§ Records for processing

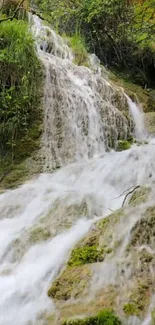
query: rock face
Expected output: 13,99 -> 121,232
145,112 -> 155,135
48,187 -> 155,324
33,17 -> 134,171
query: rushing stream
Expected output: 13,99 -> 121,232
0,17 -> 155,325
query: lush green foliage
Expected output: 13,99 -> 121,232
123,303 -> 139,316
0,20 -> 41,162
68,245 -> 103,266
62,309 -> 121,325
64,32 -> 89,66
36,0 -> 155,86
116,140 -> 131,151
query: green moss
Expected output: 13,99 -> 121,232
145,112 -> 155,135
151,309 -> 155,325
130,206 -> 155,247
130,278 -> 151,315
109,72 -> 149,111
129,186 -> 151,206
68,245 -> 104,266
123,303 -> 139,316
65,33 -> 89,67
116,140 -> 131,151
0,19 -> 43,188
62,309 -> 121,325
29,227 -> 51,243
48,265 -> 91,300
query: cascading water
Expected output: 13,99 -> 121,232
0,13 -> 155,325
32,16 -> 133,171
127,96 -> 147,140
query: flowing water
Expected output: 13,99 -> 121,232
0,13 -> 155,325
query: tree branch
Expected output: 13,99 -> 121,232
122,185 -> 140,207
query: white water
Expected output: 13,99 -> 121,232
0,13 -> 155,325
32,16 -> 133,171
127,96 -> 148,140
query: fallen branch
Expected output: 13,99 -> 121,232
113,186 -> 138,200
122,185 -> 140,207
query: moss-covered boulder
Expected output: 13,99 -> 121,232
68,245 -> 104,266
48,265 -> 91,301
116,140 -> 131,151
62,309 -> 121,325
145,112 -> 155,135
131,206 -> 155,247
129,186 -> 151,206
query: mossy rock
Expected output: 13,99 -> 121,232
130,206 -> 155,247
48,265 -> 91,301
129,186 -> 151,206
123,302 -> 139,316
130,278 -> 152,316
151,309 -> 155,325
109,72 -> 149,111
62,309 -> 121,325
68,245 -> 104,266
116,140 -> 131,151
144,112 -> 155,135
29,227 -> 51,243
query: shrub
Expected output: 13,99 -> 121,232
0,19 -> 42,162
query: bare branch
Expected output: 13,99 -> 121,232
122,185 -> 140,207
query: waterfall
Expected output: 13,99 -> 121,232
32,16 -> 133,171
127,96 -> 147,140
0,16 -> 155,325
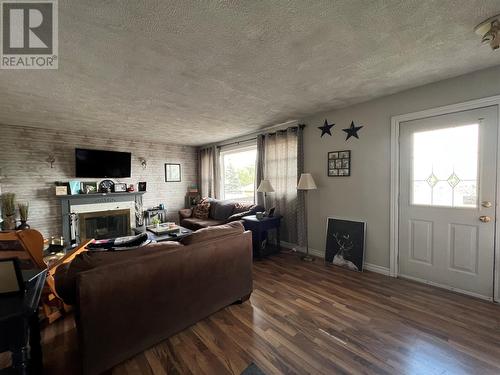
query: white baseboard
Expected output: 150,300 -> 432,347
398,274 -> 493,302
281,241 -> 390,276
363,263 -> 390,276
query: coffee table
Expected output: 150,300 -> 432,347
134,226 -> 193,242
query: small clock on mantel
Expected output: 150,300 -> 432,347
99,180 -> 115,193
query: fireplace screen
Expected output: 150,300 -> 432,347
79,210 -> 131,240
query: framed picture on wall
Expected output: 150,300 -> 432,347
165,163 -> 181,182
327,150 -> 351,177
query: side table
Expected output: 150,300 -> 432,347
242,215 -> 282,258
0,270 -> 47,375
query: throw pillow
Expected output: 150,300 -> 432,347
181,221 -> 245,245
193,201 -> 210,219
227,210 -> 254,222
211,201 -> 235,221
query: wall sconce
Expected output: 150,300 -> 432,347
45,154 -> 56,168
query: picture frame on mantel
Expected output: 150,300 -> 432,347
165,163 -> 181,182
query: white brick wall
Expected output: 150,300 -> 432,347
0,124 -> 197,236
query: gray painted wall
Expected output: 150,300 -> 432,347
301,66 -> 500,267
0,125 -> 197,236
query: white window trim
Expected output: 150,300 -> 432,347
219,142 -> 257,203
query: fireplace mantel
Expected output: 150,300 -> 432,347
58,192 -> 145,241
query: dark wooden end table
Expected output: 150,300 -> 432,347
0,270 -> 47,374
243,215 -> 282,258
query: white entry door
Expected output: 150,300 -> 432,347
399,106 -> 498,298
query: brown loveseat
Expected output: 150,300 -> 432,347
55,222 -> 252,374
179,198 -> 264,230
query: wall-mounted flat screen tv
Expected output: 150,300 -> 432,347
75,148 -> 132,178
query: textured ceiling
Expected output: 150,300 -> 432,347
0,0 -> 500,145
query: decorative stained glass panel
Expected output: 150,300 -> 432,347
411,124 -> 479,207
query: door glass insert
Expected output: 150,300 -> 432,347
411,124 -> 479,207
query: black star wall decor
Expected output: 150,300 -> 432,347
318,119 -> 335,138
342,121 -> 363,141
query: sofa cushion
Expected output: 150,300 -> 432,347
181,221 -> 245,245
54,241 -> 183,305
193,201 -> 211,219
181,217 -> 225,230
210,201 -> 235,220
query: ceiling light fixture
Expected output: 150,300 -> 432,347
474,14 -> 500,50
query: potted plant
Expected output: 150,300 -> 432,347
2,193 -> 16,230
17,202 -> 30,230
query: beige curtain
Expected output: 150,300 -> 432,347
257,127 -> 303,245
198,146 -> 219,198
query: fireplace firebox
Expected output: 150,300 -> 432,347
78,209 -> 131,240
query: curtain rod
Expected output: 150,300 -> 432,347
217,124 -> 306,148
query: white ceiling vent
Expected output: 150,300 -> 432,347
474,14 -> 500,50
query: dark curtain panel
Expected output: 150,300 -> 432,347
297,125 -> 307,247
255,134 -> 266,206
198,146 -> 219,198
257,127 -> 300,243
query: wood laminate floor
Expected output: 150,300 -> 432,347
6,254 -> 500,374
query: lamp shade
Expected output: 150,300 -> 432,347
257,180 -> 274,193
297,173 -> 317,190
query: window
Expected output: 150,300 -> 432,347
412,124 -> 479,207
220,146 -> 257,202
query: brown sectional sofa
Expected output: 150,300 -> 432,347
179,198 -> 264,230
55,222 -> 252,374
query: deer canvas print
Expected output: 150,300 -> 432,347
325,217 -> 366,271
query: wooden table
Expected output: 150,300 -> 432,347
243,215 -> 282,258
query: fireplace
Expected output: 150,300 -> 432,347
78,209 -> 131,240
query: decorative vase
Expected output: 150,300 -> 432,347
3,215 -> 16,230
16,220 -> 30,230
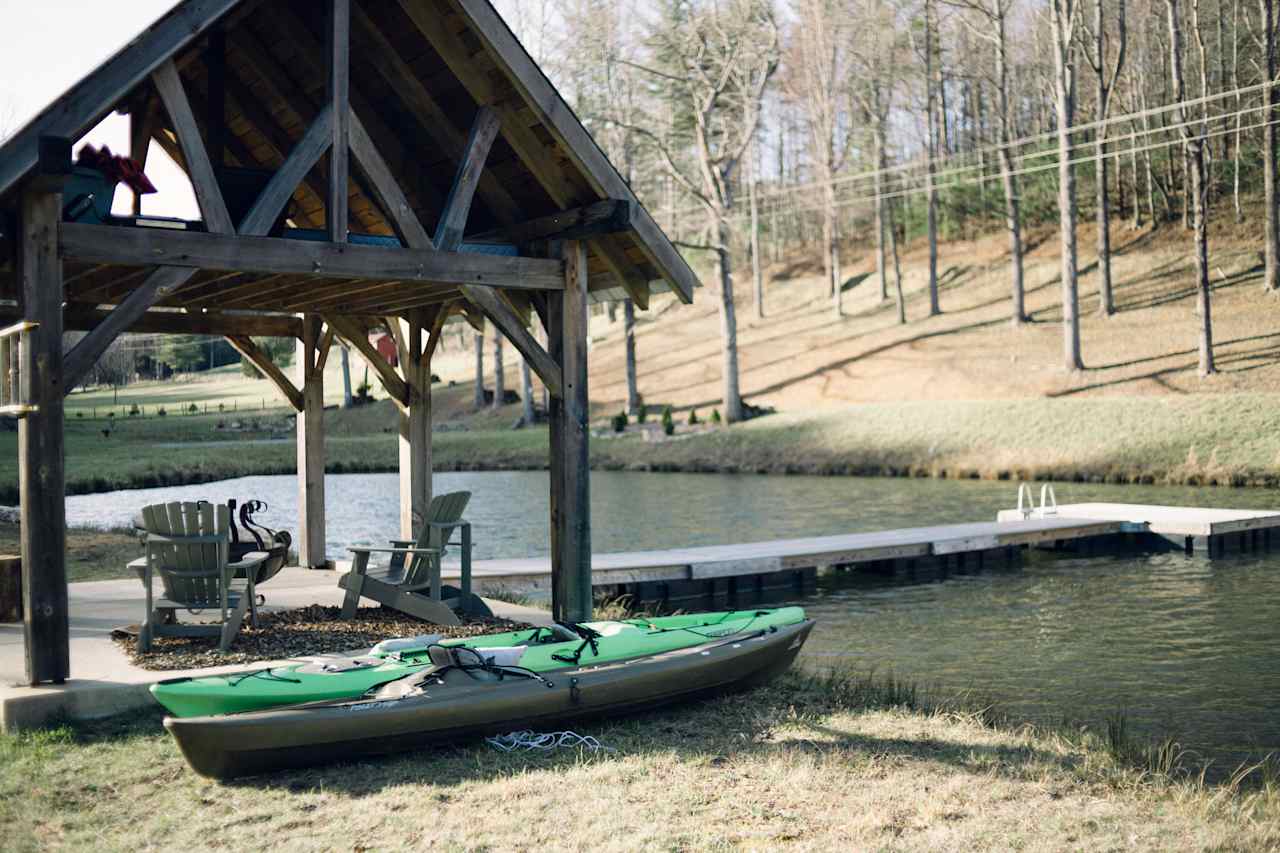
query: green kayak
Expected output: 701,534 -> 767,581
151,607 -> 805,717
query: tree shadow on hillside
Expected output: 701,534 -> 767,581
1046,333 -> 1280,397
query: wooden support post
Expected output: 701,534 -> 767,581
547,241 -> 591,622
18,178 -> 70,685
399,310 -> 431,539
297,316 -> 328,569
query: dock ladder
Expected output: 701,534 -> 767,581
1018,483 -> 1057,519
0,320 -> 40,418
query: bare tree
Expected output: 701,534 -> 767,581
1048,0 -> 1084,370
493,328 -> 507,409
634,0 -> 780,423
622,300 -> 641,416
1085,0 -> 1129,316
1258,0 -> 1280,292
1165,0 -> 1217,377
963,0 -> 1027,327
786,0 -> 852,316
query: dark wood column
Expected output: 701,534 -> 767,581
18,180 -> 70,685
547,241 -> 591,622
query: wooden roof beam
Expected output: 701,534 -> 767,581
60,223 -> 564,291
325,0 -> 351,243
466,199 -> 632,243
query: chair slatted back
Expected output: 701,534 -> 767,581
142,502 -> 230,607
404,492 -> 471,584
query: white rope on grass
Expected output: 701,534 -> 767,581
485,729 -> 616,752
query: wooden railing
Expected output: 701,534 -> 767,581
0,321 -> 40,418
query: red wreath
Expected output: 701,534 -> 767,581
76,145 -> 156,196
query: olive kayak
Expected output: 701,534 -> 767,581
151,607 -> 804,717
164,621 -> 813,779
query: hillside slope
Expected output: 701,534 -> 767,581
438,212 -> 1280,412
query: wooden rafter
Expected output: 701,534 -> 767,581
352,6 -> 521,222
151,60 -> 236,234
227,334 -> 303,411
467,199 -> 632,245
60,223 -> 564,289
351,113 -> 430,248
325,0 -> 351,243
434,106 -> 502,252
399,0 -> 660,305
239,106 -> 333,237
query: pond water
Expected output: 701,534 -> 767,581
67,471 -> 1280,775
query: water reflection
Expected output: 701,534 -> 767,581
67,471 -> 1280,767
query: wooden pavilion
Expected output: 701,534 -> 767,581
0,0 -> 695,684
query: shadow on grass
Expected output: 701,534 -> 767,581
47,670 -> 1100,800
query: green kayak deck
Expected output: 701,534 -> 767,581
151,607 -> 805,717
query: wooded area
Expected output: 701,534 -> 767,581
499,0 -> 1280,409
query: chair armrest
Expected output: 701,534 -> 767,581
227,551 -> 271,570
147,533 -> 227,544
347,547 -> 440,553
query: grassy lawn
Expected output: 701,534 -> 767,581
0,521 -> 142,583
0,393 -> 1280,503
0,672 -> 1280,850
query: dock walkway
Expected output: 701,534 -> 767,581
444,519 -> 1123,589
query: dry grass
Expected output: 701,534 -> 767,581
0,674 -> 1280,850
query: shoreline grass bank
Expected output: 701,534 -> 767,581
0,671 -> 1280,850
10,393 -> 1280,503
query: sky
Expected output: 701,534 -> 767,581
0,0 -> 215,219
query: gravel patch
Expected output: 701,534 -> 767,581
111,596 -> 532,671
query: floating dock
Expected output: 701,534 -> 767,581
444,503 -> 1280,608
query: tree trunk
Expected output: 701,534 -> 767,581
876,126 -> 888,302
622,300 -> 640,416
338,345 -> 355,409
822,180 -> 845,318
924,0 -> 942,316
493,328 -> 507,409
1050,0 -> 1084,370
1165,0 -> 1216,377
1258,0 -> 1280,292
991,0 -> 1027,325
520,357 -> 538,427
888,205 -> 906,325
475,324 -> 484,409
748,154 -> 764,320
716,219 -> 744,424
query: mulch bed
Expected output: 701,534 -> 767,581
111,596 -> 532,670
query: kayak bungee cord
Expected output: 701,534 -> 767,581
227,667 -> 302,686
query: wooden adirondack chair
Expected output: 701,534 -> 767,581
338,492 -> 489,625
138,503 -> 269,652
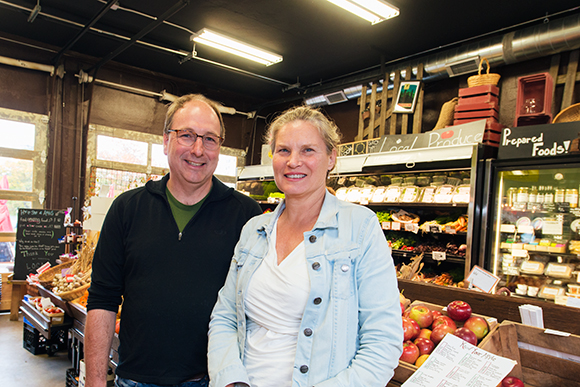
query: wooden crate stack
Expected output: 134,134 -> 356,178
453,85 -> 503,146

§ Exercise instructions
Can you copy out the records from the line containing "query: white entry door" through the line containing "0,0 -> 500,145", both ends included, and multiply each bounding-box coordinate in the answers by 0.5? Round to whole numbers with halves going up, leave the coordinates after "Expected output:" and every other line unchanged, and write out only those lines.

§ Task output
query: white entry door
Expected output: 150,300 -> 432,347
200,53 -> 249,149
query: brown loveseat
Expected output: 150,300 -> 432,347
28,111 -> 126,187
90,99 -> 132,115
query: wall-mounted flat screen tv
Expected output: 150,300 -> 432,347
38,74 -> 66,89
query: textured ceiling
Expected output: 150,300 -> 432,347
0,0 -> 250,73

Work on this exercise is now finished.